#### EXCERPTED PASSAGE
====================

Carlos Roca Cáceres (born 20 March 1946) is a Peruvian politician. A prominent member of the Peruvian Aprista Party, he was signaled in his youth as one of Víctor Raúl Haya de la Torre's main disciples, alongside future President of Peru, Alan García. In his political career, he served in the Constituent Assembly of 1978–1979, which drafted the Constitution of 1979, in the now-abolished Chamber of Deputies, and finally as Peruvian Ambassador to Italy, appointed in Alan García's second presidency.

Currently, Roca serves as Director of the Víctor Raúl Haya de la Torre House Museum. In the party, he served as National Secretary of International Affairs from 2010 to 2017.

==Early life and education==
Born in Downtown Lima on 20 March 1946, he registered at 16 years old in the Peruvian Aprista Party after witnessing Víctor Raúl Haya de la Torre's "Veto Speech", in which the founder of the APRA denounced the military veto against his presidential nomination's first place in the election turnout in 1962.

After finishing his high school studies in the Breña District, he enrolled in the Pontifical Catholic University of Peru, finishing the humanities curriculum in 1963. He ultimately dropped out and travelled to Italy to finish this undergraduate degree at the University of Turin, graduating in 1969 with a bachelor's degree in political science.

==Political career==
Upon the culmination of his degree, he went back to Peru to start a career in the Peruvian Aprista Party's youth wing. In 1970, he was selected among the most talented young members of the party to the National Bureau of Conjunctions, under Víctor Raúl Haya de la Torre's leadership. Alongside future party leader Alan García and Víctor Polay, he was considered a rising star in the party, and even as a long-term successor to Haya.

====================

#### RECORDS SUPPLIED
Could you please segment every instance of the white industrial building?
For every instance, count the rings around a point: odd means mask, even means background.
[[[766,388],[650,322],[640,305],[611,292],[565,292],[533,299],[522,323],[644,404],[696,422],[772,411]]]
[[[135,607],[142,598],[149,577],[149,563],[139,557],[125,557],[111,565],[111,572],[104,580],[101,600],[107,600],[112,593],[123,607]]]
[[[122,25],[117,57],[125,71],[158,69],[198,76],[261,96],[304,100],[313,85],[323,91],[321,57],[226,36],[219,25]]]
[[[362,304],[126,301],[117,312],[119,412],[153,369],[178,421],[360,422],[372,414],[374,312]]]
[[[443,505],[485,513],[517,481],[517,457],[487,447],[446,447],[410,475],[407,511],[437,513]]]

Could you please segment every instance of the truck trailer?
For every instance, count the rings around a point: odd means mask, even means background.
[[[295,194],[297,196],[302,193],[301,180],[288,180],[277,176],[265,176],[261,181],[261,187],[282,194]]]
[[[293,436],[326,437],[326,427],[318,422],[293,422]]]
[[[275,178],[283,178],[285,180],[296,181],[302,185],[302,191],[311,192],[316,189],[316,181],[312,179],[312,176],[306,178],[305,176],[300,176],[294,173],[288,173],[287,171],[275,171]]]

====================

#### PROBLEMS TO WORK ON
a) In the Carlos Roca Cáceres biography, why did Roca travel to Italy after dropping out of the Pontifical Catholic University of Peru? Please answer in one to three sentences.
b) What did Haya de la Torre denounce in the "Veto Speech" described in the Roca biography?

#### RESULTS FOR EACH TASK
a) He went to Italy to finish his undergraduate degree. He completed it at the University of Turin, graduating in 1969 with a bachelor's degree in political science.

b) He denounced the military veto against his presidential nomination's first place in the 1962 election turnout.